WORK ITEM: Go through the entries below and print, exactly, the lines starting at the one with "box: [111, 262, 156, 275]" and ending at the one with "positive clicks: (534, 335)", keeping both ends and no others.

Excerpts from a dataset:
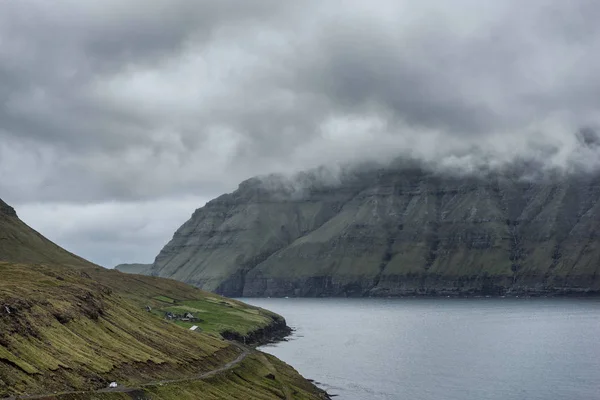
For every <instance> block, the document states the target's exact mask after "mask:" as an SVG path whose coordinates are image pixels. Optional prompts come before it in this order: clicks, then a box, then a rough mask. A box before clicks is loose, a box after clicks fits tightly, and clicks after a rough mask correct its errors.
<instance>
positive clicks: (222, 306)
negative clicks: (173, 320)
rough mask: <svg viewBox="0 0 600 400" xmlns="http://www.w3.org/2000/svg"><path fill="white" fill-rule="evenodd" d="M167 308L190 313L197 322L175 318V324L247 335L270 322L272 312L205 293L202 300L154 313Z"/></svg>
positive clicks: (274, 314)
mask: <svg viewBox="0 0 600 400" xmlns="http://www.w3.org/2000/svg"><path fill="white" fill-rule="evenodd" d="M167 311H170V312H173V313H177V314H183V313H186V312H190V313H192V314H193V315H194V316H195V317H197V318H198V319H199V321H198V322H184V321H177V324H178V325H180V326H182V327H185V328H190V327H192V326H193V325H197V326H199V327H200V328H201V329H202V330H203V331H204V332H208V333H214V334H221V333H223V332H225V331H235V332H237V333H239V334H241V335H242V336H246V335H247V334H249V333H250V332H252V331H255V330H257V329H260V328H264V327H266V326H268V325H270V324H271V323H272V321H273V318H275V317H276V316H275V314H273V313H271V312H269V311H266V310H262V309H259V308H254V307H248V306H247V305H245V304H243V303H240V302H237V301H233V300H223V299H222V298H219V297H212V296H208V297H206V298H204V299H201V300H187V301H180V302H177V303H176V305H172V306H166V307H162V308H159V309H155V310H153V312H155V313H156V314H157V315H163V314H164V313H165V312H167Z"/></svg>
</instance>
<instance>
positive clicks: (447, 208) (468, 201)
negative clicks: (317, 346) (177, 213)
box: [144, 163, 600, 296]
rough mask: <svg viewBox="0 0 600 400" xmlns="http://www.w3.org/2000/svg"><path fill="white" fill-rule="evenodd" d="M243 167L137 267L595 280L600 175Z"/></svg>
mask: <svg viewBox="0 0 600 400" xmlns="http://www.w3.org/2000/svg"><path fill="white" fill-rule="evenodd" d="M323 176H324V174H322V173H320V172H319V171H317V172H312V173H306V174H301V175H299V176H298V177H296V178H295V179H294V180H286V179H283V178H277V177H268V178H262V179H258V178H255V179H251V180H249V181H246V182H244V183H242V184H241V185H240V186H239V188H238V190H236V191H235V192H233V193H231V194H226V195H223V196H221V197H219V198H217V199H215V200H213V201H211V202H209V203H208V204H206V206H204V207H202V208H200V209H198V210H196V212H194V214H193V215H192V217H191V219H190V220H189V221H187V222H186V223H185V224H184V225H183V226H182V227H181V228H179V229H178V230H177V232H176V233H175V235H174V237H173V239H172V240H171V241H170V242H169V243H168V244H167V245H166V246H165V247H164V248H163V249H162V251H161V252H160V254H159V255H158V256H157V257H156V261H155V263H154V264H153V266H152V267H151V268H149V269H147V270H146V271H145V272H144V273H146V274H151V275H155V276H161V277H168V278H173V279H177V280H180V281H183V282H187V283H190V284H193V285H195V286H198V287H200V288H203V289H205V290H209V291H213V292H216V293H219V294H223V295H227V296H398V295H488V294H490V295H502V294H511V293H512V294H519V293H529V294H550V293H552V294H554V293H589V292H597V291H598V290H600V274H599V272H600V174H596V173H594V174H591V173H584V172H581V173H576V174H575V173H574V174H562V173H558V172H556V173H547V174H546V175H545V176H542V175H541V174H539V171H536V170H535V168H533V169H532V168H531V166H529V165H527V164H526V163H525V164H523V165H519V166H514V167H511V168H506V169H505V170H503V171H487V172H486V171H482V172H480V173H478V174H471V175H451V174H446V173H442V172H434V171H432V170H429V169H427V168H425V167H422V166H420V165H418V164H410V163H408V164H407V163H404V164H398V165H396V166H392V167H389V168H383V169H382V168H366V169H364V170H360V171H359V170H356V171H353V172H346V173H344V174H341V175H340V176H337V177H336V178H335V179H333V178H332V177H328V176H327V175H326V174H325V177H326V178H327V179H323Z"/></svg>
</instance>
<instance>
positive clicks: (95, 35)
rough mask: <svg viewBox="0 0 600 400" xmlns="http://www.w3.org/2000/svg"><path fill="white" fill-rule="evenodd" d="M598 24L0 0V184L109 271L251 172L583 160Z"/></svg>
mask: <svg viewBox="0 0 600 400" xmlns="http://www.w3.org/2000/svg"><path fill="white" fill-rule="evenodd" d="M598 21H600V3H599V2H598V1H596V0H569V1H566V0H527V1H523V0H497V1H494V0H486V1H481V0H452V1H446V0H437V1H434V0H420V1H418V2H417V1H413V0H389V1H384V0H381V1H378V0H375V1H373V0H371V1H364V0H343V1H342V0H339V1H336V0H331V1H310V0H308V1H307V0H303V1H281V0H256V1H246V0H239V1H232V0H219V1H217V0H214V1H204V0H195V1H192V0H152V1H148V0H102V1H97V0H53V1H48V0H0V198H2V199H4V200H5V201H6V202H8V203H10V204H12V205H13V206H15V207H16V208H17V211H18V213H19V215H20V216H21V218H22V219H23V220H25V222H27V223H28V224H30V225H31V226H33V227H34V228H36V229H38V230H39V231H41V232H42V233H43V234H44V235H46V236H47V237H49V238H51V239H52V240H54V241H56V242H58V243H59V244H60V245H62V246H63V247H66V248H67V249H69V250H71V251H74V252H76V253H78V254H80V255H82V256H84V257H86V258H88V259H91V260H92V261H94V262H96V263H99V264H101V265H104V266H107V267H111V266H113V265H115V264H117V263H120V262H151V261H152V260H153V259H154V256H155V255H156V254H157V253H158V251H159V250H160V248H161V247H162V246H163V245H164V244H165V243H166V242H167V241H168V240H169V239H170V238H171V236H172V234H173V232H174V231H175V229H176V228H177V227H179V225H181V224H182V223H183V222H184V221H185V220H186V219H187V218H189V216H190V215H191V213H192V212H193V211H194V209H195V208H198V207H200V206H202V205H203V204H204V203H205V202H206V201H207V200H210V199H211V198H213V197H216V196H218V195H220V194H222V193H224V192H228V191H231V190H234V189H235V188H236V187H237V184H238V183H239V182H240V181H242V180H244V179H246V178H249V177H251V176H253V175H257V174H265V173H270V172H293V171H297V170H302V169H306V168H311V167H316V166H318V165H320V164H330V163H337V162H352V161H356V160H361V161H362V160H365V159H385V158H387V157H391V156H394V155H397V154H404V153H409V154H411V155H413V156H416V157H421V158H424V159H433V160H437V161H439V162H443V163H447V164H460V165H467V166H468V165H472V164H473V163H476V161H474V158H475V157H476V155H475V154H486V155H487V158H486V160H488V161H489V162H499V163H501V162H505V161H506V160H509V159H510V158H511V157H514V156H515V155H531V154H533V155H534V156H535V155H536V154H537V156H538V157H543V158H544V160H545V161H546V162H548V163H550V164H554V165H561V166H564V165H567V164H568V163H570V162H572V161H573V160H574V159H575V160H578V162H580V163H585V164H590V163H595V162H597V160H598V154H597V153H596V152H595V150H597V149H592V150H590V149H588V148H582V147H581V141H579V142H578V141H577V139H576V137H575V135H574V132H576V131H577V130H578V129H580V128H581V127H584V126H588V127H597V126H598V124H599V123H600V79H599V78H598V71H600V24H599V23H598ZM474 147H476V148H478V151H477V152H475V153H474V152H473V150H472V149H473V148H474ZM440 160H441V161H440ZM490 160H491V161H490Z"/></svg>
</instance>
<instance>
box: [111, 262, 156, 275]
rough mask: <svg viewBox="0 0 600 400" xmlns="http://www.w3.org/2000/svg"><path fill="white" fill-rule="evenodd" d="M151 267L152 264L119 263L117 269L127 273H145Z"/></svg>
mask: <svg viewBox="0 0 600 400" xmlns="http://www.w3.org/2000/svg"><path fill="white" fill-rule="evenodd" d="M150 267H152V264H119V265H117V266H116V267H115V269H116V270H117V271H121V272H125V273H127V274H144V273H145V271H147V270H148V269H149V268H150Z"/></svg>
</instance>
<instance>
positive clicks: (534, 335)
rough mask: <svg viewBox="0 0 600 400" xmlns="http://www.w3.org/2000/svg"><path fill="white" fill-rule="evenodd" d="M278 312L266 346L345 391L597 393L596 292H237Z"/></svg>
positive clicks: (303, 374) (597, 358)
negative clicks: (263, 297) (404, 297)
mask: <svg viewBox="0 0 600 400" xmlns="http://www.w3.org/2000/svg"><path fill="white" fill-rule="evenodd" d="M243 300H244V301H246V302H248V303H251V304H254V305H257V306H260V307H263V308H267V309H270V310H272V311H275V312H277V313H279V314H281V315H283V316H284V317H285V318H286V319H287V321H288V325H290V326H292V327H294V328H295V329H296V332H295V334H294V335H293V337H292V340H290V341H289V342H283V343H279V344H276V345H273V346H267V347H264V348H263V349H262V350H264V351H266V352H268V353H271V354H273V355H275V356H277V357H279V358H280V359H282V360H284V361H286V362H287V363H288V364H291V365H293V366H294V367H295V368H296V369H297V370H298V371H299V372H300V373H301V374H302V375H304V376H305V377H307V378H311V379H314V380H316V381H318V382H320V383H321V387H323V388H325V389H327V390H328V392H329V393H330V394H337V395H339V397H338V398H339V399H342V400H346V399H348V400H369V399H386V400H387V399H410V400H429V399H436V400H439V399H448V400H454V399H456V400H458V399H460V400H486V399H494V400H496V399H498V400H500V399H501V400H512V399H514V400H517V399H518V400H524V399H539V400H549V399H566V400H576V399H600V301H598V300H573V299H558V300H554V299H551V300H545V299H544V300H542V299H536V300H519V299H469V300H457V299H435V300H429V299H428V300H425V299H411V300H404V299H243Z"/></svg>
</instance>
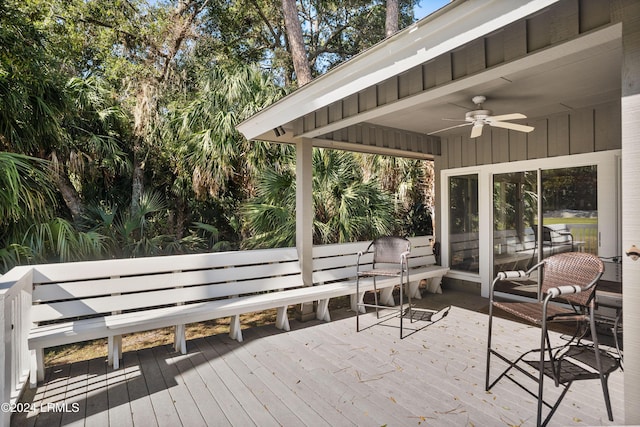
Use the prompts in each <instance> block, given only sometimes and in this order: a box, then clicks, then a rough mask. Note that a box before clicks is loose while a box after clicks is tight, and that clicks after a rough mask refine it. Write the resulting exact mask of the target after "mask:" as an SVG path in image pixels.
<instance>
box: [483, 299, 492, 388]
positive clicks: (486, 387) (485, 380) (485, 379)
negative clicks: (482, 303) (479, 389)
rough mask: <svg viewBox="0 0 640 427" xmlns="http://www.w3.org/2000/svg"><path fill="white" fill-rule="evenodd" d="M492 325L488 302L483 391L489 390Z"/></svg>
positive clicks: (490, 358) (491, 306)
mask: <svg viewBox="0 0 640 427" xmlns="http://www.w3.org/2000/svg"><path fill="white" fill-rule="evenodd" d="M492 327H493V303H492V302H489V325H488V333H487V367H486V368H485V380H484V391H489V375H490V373H489V371H490V369H491V329H492Z"/></svg>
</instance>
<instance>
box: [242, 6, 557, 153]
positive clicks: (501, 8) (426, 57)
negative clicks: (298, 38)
mask: <svg viewBox="0 0 640 427" xmlns="http://www.w3.org/2000/svg"><path fill="white" fill-rule="evenodd" d="M557 1H559V0H529V1H517V2H516V1H512V0H492V1H488V0H454V1H453V2H451V3H450V4H448V5H447V6H445V7H443V8H442V9H440V10H439V11H437V12H435V13H433V14H432V15H429V16H428V17H426V18H424V19H422V20H420V21H418V22H417V23H415V24H413V25H412V26H410V27H407V28H406V29H404V30H403V31H400V32H399V33H397V34H395V35H394V36H392V37H389V38H387V39H385V40H384V41H382V42H381V43H379V44H377V45H375V46H373V47H372V48H371V49H369V50H367V51H365V52H363V53H362V54H360V55H357V56H356V57H354V58H352V59H351V60H349V61H347V62H345V63H344V64H342V65H340V66H338V67H336V68H334V69H333V70H331V71H330V72H328V73H327V74H325V75H323V76H321V77H318V78H316V79H315V80H313V81H312V82H310V83H309V84H307V85H305V86H304V87H302V88H300V89H298V90H296V91H295V92H293V93H291V94H290V95H288V96H286V97H284V98H283V99H281V100H280V101H278V102H276V103H275V104H273V105H272V106H270V107H268V108H266V109H264V110H262V111H260V112H258V113H257V114H255V115H253V116H252V117H251V118H249V119H247V120H245V121H243V122H242V123H240V124H239V125H238V130H239V131H240V132H241V133H242V134H243V135H244V136H245V137H246V138H247V139H249V140H265V141H277V142H294V141H295V140H296V137H297V138H299V137H300V135H295V134H294V132H293V126H292V123H293V122H294V121H295V120H297V119H298V118H300V117H303V116H305V115H307V114H310V113H312V112H314V111H316V110H318V109H319V108H322V107H326V106H328V105H331V104H332V103H335V102H338V101H340V100H341V99H344V98H345V97H348V96H350V95H353V94H356V93H358V92H359V91H362V90H364V89H366V88H368V87H371V86H373V85H375V84H378V83H380V82H383V81H384V80H386V79H388V78H391V77H393V76H395V75H398V74H401V73H403V72H405V71H407V70H410V69H411V68H413V67H415V66H417V65H419V64H422V63H425V62H427V61H430V60H432V59H434V58H437V57H438V56H440V55H442V54H445V53H447V52H450V51H453V50H455V49H456V48H459V47H460V46H463V45H465V44H467V43H470V42H472V41H473V40H476V39H478V38H479V37H482V36H484V35H486V34H489V33H491V32H493V31H497V30H499V29H500V28H503V27H505V26H507V25H509V24H510V23H513V22H516V21H518V20H521V19H523V18H525V17H527V16H530V15H532V14H535V13H536V12H538V11H540V10H542V9H545V8H547V7H549V6H550V5H552V4H554V3H556V2H557ZM278 127H281V128H283V129H285V130H286V133H285V134H284V135H282V134H281V132H278V133H280V134H281V135H280V136H277V135H276V133H275V132H274V131H273V130H274V129H276V128H278ZM317 136H320V135H319V134H318V135H316V134H315V133H314V134H309V135H305V137H309V138H314V137H317Z"/></svg>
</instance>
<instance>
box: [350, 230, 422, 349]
mask: <svg viewBox="0 0 640 427" xmlns="http://www.w3.org/2000/svg"><path fill="white" fill-rule="evenodd" d="M371 252H373V264H372V265H371V269H368V270H361V258H362V256H363V255H364V254H367V253H371ZM410 253H411V242H409V240H408V239H405V238H403V237H393V236H384V237H379V238H377V239H376V240H374V241H373V242H371V244H369V246H368V247H367V250H366V251H365V252H359V253H358V263H357V267H356V272H357V275H356V298H357V299H356V300H357V301H358V307H357V310H356V331H358V332H360V309H361V308H363V307H374V308H375V309H376V317H377V318H378V319H379V318H380V314H379V311H378V309H379V308H388V307H386V306H381V305H380V304H379V303H378V292H377V291H378V289H377V286H376V278H377V277H398V278H400V282H399V285H400V308H399V310H400V338H402V336H403V335H402V318H403V317H404V314H405V313H404V285H405V284H408V283H409V265H408V262H407V257H408V256H409V254H410ZM364 277H372V278H373V295H374V304H365V303H364V302H361V301H362V300H361V298H360V279H361V278H364ZM407 295H408V299H409V315H410V316H411V293H407ZM412 320H413V319H412Z"/></svg>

SOLUTION TO THIS PROBLEM:
box: [111, 262, 156, 275]
rough mask: <svg viewBox="0 0 600 400" xmlns="http://www.w3.org/2000/svg"><path fill="white" fill-rule="evenodd" d="M151 267L152 264L119 263L117 269L127 273H145Z"/></svg>
mask: <svg viewBox="0 0 600 400" xmlns="http://www.w3.org/2000/svg"><path fill="white" fill-rule="evenodd" d="M150 267H152V264H119V265H117V266H116V267H115V269H116V270H117V271H121V272H125V273H127V274H144V273H145V271H147V270H148V269H149V268H150Z"/></svg>
</instance>
<instance>
positive clicks: (534, 335)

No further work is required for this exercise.